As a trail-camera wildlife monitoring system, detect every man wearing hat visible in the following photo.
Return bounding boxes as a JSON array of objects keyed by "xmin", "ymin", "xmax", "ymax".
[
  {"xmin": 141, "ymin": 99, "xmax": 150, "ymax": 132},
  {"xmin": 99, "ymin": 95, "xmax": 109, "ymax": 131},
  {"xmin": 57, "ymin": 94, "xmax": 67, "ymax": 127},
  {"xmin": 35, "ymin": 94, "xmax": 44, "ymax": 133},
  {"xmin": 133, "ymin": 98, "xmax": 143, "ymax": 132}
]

^^^^^^^^^^^^^^^^

• _ASSIGNMENT_
Retype each record in full, please.

• _THE ANSWER_
As a trail-camera wildlife monitoring system, detect every man wearing hat visible in the following photo.
Return bounding boxes as a JSON array of objects keyed by "xmin", "ymin", "xmax", "ymax".
[
  {"xmin": 141, "ymin": 99, "xmax": 150, "ymax": 132},
  {"xmin": 99, "ymin": 95, "xmax": 109, "ymax": 131},
  {"xmin": 57, "ymin": 94, "xmax": 67, "ymax": 127},
  {"xmin": 35, "ymin": 94, "xmax": 44, "ymax": 133},
  {"xmin": 133, "ymin": 98, "xmax": 143, "ymax": 132}
]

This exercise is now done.